_Exercise brief_:
In the forum thread below, what does Daryl McCullough say Godel's theorem shows a theory must be?

From: William Hughes on 27 May 2010 10:32 On May 27, 1:10 am, Transfer Principle <lwal...(a)lausd.net> wrote: > On May 24, 5:39 pm, William Hughes <wpihug...(a)hotmail.com> wrote: > > > On May 24, 9:04 pm, Herc7 <ozd...(a)australia.edu> wrote: > > > You are selecting specific diagonals based on the list. > > > The probability of fitting a random diagonal to the list of computable > > > numbers resulting in a different set of numbers is 0. > > There are however an infinite number of counterexamples. > > Hmmm. Let's look at Herc/Cooper's post again. > > > > The _probability_ of fitting a _random_ diagonal to the list of computable > > > numbers resulting in a different set of numbers is 0. > > (emphasis mine) > > Probability? Random? There are _however_ an infinite number of counterexamples (emphasis added). My comment was not intended to contradict the probability statement. It is true that the set of counterexamples may have measure 0 in the usual Lebesgue measure. Indeed, I suspect this, though I cannot see a simple way of demonstrating it. However, the set of counterexamples is non-empty and uncountable. [Note that the idea that an infinite number of reals can have Lebesgue measure 1 already requires uncountability. If you insist on trying to make Herc's statements consistent you will need a theory of probability in which a countable infinity of elements, each with the same probability, has a probability of 1.] - William Hughes
From: Daryl McCullough on 27 May 2010 11:15 LauLuna says... >You are overlooking the possibility that 'this cannot be proven by >Roger Penrose' express no proposition, that it be paradoxical just >like the Liar sentence. But it obviously is *not* paradoxical. Assuming it is true does not lead to a contradiction. Assuming it is false does not lead to a contradiction. That's very different from the liar paradox, in which both assumptions lead to contradictions. >Penrose will surely know that if he proves it, then it is not true; so >he must know he cannot prove it; No, that doesn't follow. That only follows if you *also* assume that Penrose never proves anything false. (There is actually a technical difficulty in applying the notion of "what is provable" to a human being, as opposed to a formal theory, and that's this: for a formal theory, if the theory proves A, and B logically follows from A, then the theory proves B. Humans don't live long enough to prove all the logical consequences of what they've already proved. And furthermore, once a human spots a contradiction in what they've done, they will typically try go back and fix their assumptions to eliminate the contradiction. They don't just go ahead proving everything.) >in fact he has proved that the sentence cannot be proven by Roger Penrose; No, he hasn't. He's proved that *if* he never proves anything false, *then* he will never prove that sentence. He hasn't proved that he will never prove that sentence. On the other hand, let's assume the following facts about Penrose: (1) Penrose believes that he never proves anything false. (2) Penrose proves everything that is a logical consequence of things that he believes. In that case, since "this cannot be proven by Roger Penrose" is a logical consequence of "Penrose never proves anything false", then Penrose *will* prove the sentence "this cannot be proven by Roger Penrose". It follows that the sentence is both false and provable by Penrose. So for the "Penrose statement" we have the following: 1. If Penrose never proves anything false, then the Penrose statement is true, but not provable by Penrose. 2. If Penrose can prove the Penrose statement, then the Penrose statement is false (and Penrose proves false statements). It's exactly the case with Godel's theorem: The theory is either unsound (proves false things) or incomplete (fails to prove true things). -- Daryl McCullough Ithaca, NY
From: Transfer Principle on 27 May 2010 15:52 On May 25, 10:11 am, Aatu Koskensilta <aatu.koskensi...(a)uta.fi> wrote: > Transfer Principle <lwal...(a)lausd.net> writes: > > Notice that Herc/Cooper claims to have proved it, > Notice that Herc/Cooper claims to be both Genesis Adam Back to Genesis Adam again? I definitely do _not_ accept Herc/Cooper's claim that he is Genesis Adam, since, to say the least, Adam is _dead_ according to Genesis (for having eaten the forbidden fruit). How can someone be a specific person mentioned in a book if according to that book, that person is dead? (Unless that book is wrong, of course but Herc/Cooper also states belief that the book is true.) Therefore, just because I'm entertaining one of Herc/Cooper's claims (about Cantor), it doesn't mean that I necessarily accept any of his other claims (especially not those about Adam). Indeed, I convinced Herc/Cooper to start this thread about Cantor in order to avoid discussing Genesis on sci.math, but Genesis and Adam have still turned up in this thread.

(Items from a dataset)
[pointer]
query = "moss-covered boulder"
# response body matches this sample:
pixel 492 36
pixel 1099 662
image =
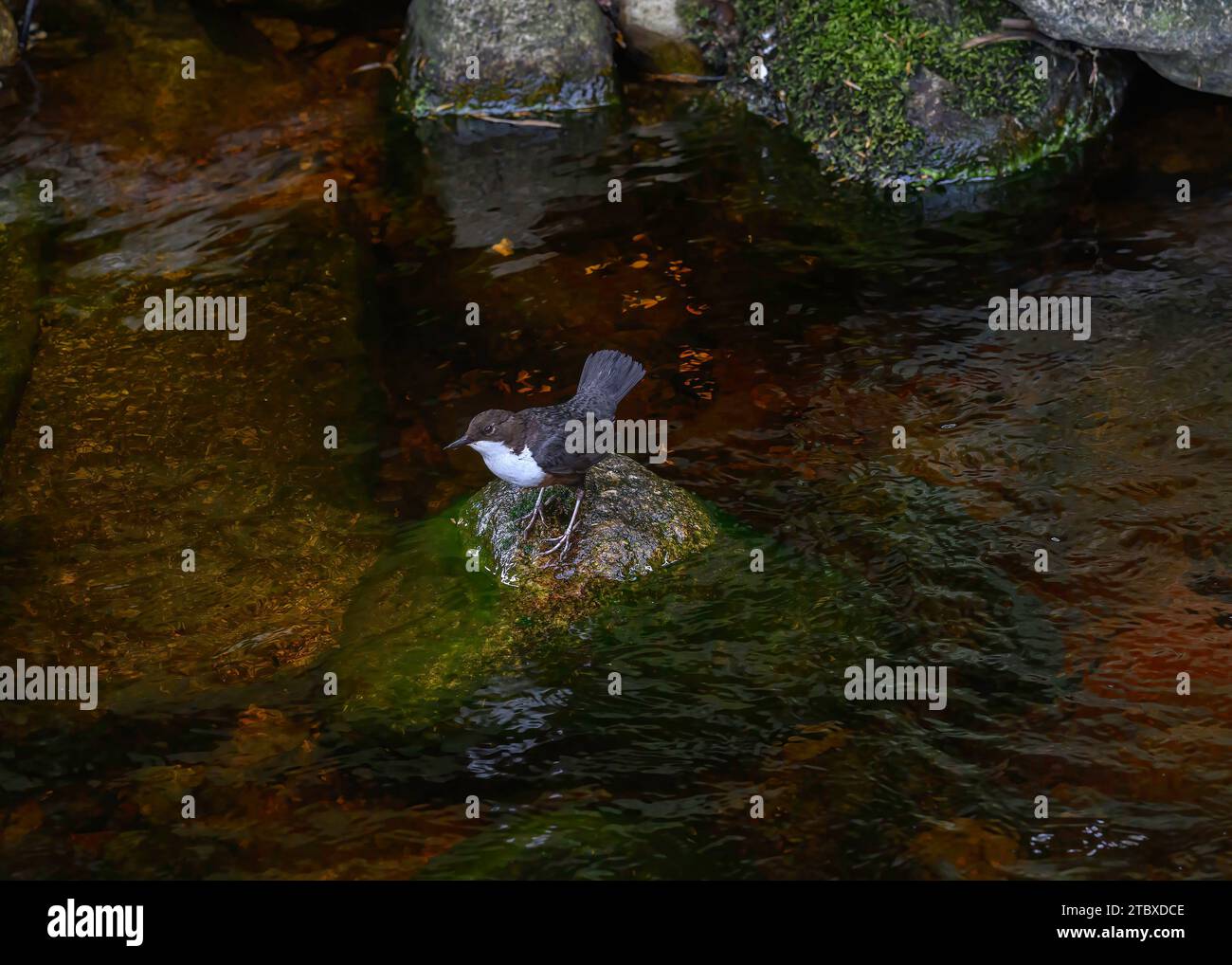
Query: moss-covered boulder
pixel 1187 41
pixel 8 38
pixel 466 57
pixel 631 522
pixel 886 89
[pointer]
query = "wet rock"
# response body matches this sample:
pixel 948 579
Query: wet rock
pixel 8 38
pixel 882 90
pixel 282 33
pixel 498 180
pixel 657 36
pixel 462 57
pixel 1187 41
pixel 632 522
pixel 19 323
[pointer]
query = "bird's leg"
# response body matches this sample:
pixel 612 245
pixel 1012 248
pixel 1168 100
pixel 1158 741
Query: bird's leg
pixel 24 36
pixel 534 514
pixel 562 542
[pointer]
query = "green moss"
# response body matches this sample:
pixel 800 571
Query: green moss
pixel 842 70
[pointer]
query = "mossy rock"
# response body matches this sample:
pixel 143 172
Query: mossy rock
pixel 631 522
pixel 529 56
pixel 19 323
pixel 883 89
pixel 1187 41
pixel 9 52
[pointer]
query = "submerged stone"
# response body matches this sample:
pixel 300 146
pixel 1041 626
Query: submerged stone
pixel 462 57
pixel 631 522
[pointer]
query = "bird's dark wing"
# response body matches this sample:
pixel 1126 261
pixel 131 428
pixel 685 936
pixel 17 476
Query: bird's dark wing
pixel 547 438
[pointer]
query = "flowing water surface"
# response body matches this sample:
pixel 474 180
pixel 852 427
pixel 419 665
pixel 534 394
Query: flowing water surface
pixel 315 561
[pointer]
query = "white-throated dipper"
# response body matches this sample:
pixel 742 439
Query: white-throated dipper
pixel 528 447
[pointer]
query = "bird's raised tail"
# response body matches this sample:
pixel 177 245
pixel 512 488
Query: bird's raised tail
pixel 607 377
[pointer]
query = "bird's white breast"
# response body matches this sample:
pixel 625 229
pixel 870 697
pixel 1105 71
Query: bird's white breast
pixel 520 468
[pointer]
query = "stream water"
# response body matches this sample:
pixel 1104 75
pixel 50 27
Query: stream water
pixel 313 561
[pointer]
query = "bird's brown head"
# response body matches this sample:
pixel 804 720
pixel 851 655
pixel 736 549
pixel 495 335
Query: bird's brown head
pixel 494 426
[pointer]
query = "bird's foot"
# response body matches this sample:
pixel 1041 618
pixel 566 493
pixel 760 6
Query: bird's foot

_Answer box_:
Either unsound (it proves false things) or incomplete (it fails to prove true things).